2. **Size Calculation**:
   - Integrate with GIS systems or use image metadata (e.g., EXIF, GeoTIFF tags) to obtain accurate geospatial coordinates and determine image scale (pixel_scale) automatically.
   - Account for terrain variations using Digital Elevation Models (DEMs) for more accurate area calculations.

3. **Recommendation System**:
   - Incorporate climate data (temperature, rainfall), soil type data, and market prices for more targeted recommendations.
   - Develop region-specific recommendation models.
   - Create a more interactive interface allowing users to input additional farm context.

4. **Deployment & User Interface**:
   - Export the trained YOLOv8 model to formats like ONNX or TensorRT for optimized inference.
   - Develop a web or mobile application for easier access, allowing users to upload imagery or select areas on a map.
   - Provide visualization tools for farmers to explore segmentation results and recommendations.

5. **Validation**:
   - Conduct field validation comparing calculated areas with actual farm measurements.
   - Collect feedback from agricultural experts and farmers on the accuracy and usefulness of the segmentations and recommendations.

## 8. Model Export (YOLOv8)

YOLOv8 provides a simple method to export the trained model to various formats like ONNX, TensorRT, CoreML, etc., for deployment.

In [None]:
# Export the trained YOLOv8 model

if model and best_model_path:
    print(f"Exporting model from: {best_model_path}")
    try:
        # Export to ONNX format (recommended for cross-platform compatibility)
        onnx_path = model.export(format='onnx', imgsz=640) # Use the same imgsz as training/validation
        print(f"Model exported to ONNX format at: {onnx_path}")

        # Optional: Export to other formats if needed
        # torchscript_path = model.export(format='torchscript')

» **EXTRACTED RECORDS**:
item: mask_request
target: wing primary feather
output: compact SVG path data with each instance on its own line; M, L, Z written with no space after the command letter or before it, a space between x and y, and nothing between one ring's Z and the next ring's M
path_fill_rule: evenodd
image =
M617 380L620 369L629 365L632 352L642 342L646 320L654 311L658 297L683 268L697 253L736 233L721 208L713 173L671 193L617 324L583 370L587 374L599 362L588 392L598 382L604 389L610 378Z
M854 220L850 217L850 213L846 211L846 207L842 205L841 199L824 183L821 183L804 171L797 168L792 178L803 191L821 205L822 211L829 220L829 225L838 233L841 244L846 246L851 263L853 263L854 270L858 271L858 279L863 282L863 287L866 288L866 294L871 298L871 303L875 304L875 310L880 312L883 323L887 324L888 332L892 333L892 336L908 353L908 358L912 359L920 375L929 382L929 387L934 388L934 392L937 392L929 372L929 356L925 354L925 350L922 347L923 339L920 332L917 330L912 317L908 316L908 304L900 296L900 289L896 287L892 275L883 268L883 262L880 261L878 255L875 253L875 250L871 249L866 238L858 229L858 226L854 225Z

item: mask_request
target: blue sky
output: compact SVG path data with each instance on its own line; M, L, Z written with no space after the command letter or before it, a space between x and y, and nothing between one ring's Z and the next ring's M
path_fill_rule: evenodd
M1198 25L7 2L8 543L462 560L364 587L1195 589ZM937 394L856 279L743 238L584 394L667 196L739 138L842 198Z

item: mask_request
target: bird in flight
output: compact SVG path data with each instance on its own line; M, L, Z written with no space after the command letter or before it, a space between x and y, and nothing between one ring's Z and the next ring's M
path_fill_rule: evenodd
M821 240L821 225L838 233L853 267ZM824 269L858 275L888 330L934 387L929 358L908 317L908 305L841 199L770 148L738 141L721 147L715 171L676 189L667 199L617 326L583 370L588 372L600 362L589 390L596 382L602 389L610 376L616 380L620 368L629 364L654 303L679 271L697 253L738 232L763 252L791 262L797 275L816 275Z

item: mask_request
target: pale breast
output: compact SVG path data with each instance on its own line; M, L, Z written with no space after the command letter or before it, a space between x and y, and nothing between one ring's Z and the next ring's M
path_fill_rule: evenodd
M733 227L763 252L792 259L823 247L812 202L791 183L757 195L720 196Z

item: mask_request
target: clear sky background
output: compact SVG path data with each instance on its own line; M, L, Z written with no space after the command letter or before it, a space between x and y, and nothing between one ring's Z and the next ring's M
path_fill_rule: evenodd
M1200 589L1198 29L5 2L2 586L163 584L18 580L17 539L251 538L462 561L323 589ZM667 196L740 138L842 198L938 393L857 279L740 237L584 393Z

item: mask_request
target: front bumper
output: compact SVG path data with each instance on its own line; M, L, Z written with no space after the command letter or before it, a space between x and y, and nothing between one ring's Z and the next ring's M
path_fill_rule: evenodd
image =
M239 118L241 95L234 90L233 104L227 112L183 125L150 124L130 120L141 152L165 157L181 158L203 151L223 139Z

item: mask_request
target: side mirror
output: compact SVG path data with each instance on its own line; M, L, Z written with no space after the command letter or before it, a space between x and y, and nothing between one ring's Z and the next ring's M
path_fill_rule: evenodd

» **TASK SET**:
a) In the YOLOv8 notebook excerpt, what should be used to account for terrain variations in area calculations?
b) Using the YOLOv8 notebook excerpt, explain why the code exports the trained model to ONNX format.
c) Write what comes next in the YOLOv8 notebook excerpt, picking up after its final line.
The items on this page are not needed for any of the work here.

» **ANSWERS FOR THIS EXERCISE**:
a) Digital Elevation Models (DEMs).

b) The code comment recommends ONNX for cross-platform compatibility. The excerpt also says that exporting the model to formats like ONNX or TensorRT gives optimized inference.

c)
        # print(f"Model exported to TorchScript format at: {torchscript_path}")

        # For TensorRT export (requires TensorRT installation and GPU)
        # if torch.cuda.is_available():
        #     try:
        #         tensorrt_path = model.export(format='engine', device=0) # Specify GPU device
        #         print(f"Model exported to TensorRT engine at: {tensorrt_path}")
        #     except Exception as trt_e:
        #         print(f"Could not export to TensorRT: {trt_e}")
        # else:
        #     print("Skipping TensorRT export: No GPU available or TensorRT not installed.")

    except Exception as export_e:
        print(f"An error occurred during model export: {export_e}")
else:
    print("Skipping model export: No trained model available.")

In [None]:
# This cell previously contained the U-Net transfer learning training loop.
# It is removed as we are using YOLOv8.
print("U-Net transfer learning section removed.")

## 9. Visualization of Predictions (YOLOv8)

Let's visualize the predictions of the final YOLOv8 model on a few validation images.

In [None]:
# Function to visualize YOLOv8 predictions on an image
def visualize_yolo_predictions(model, image_path, conf_threshold=0.25):
    if not model:
        print("Model not available.")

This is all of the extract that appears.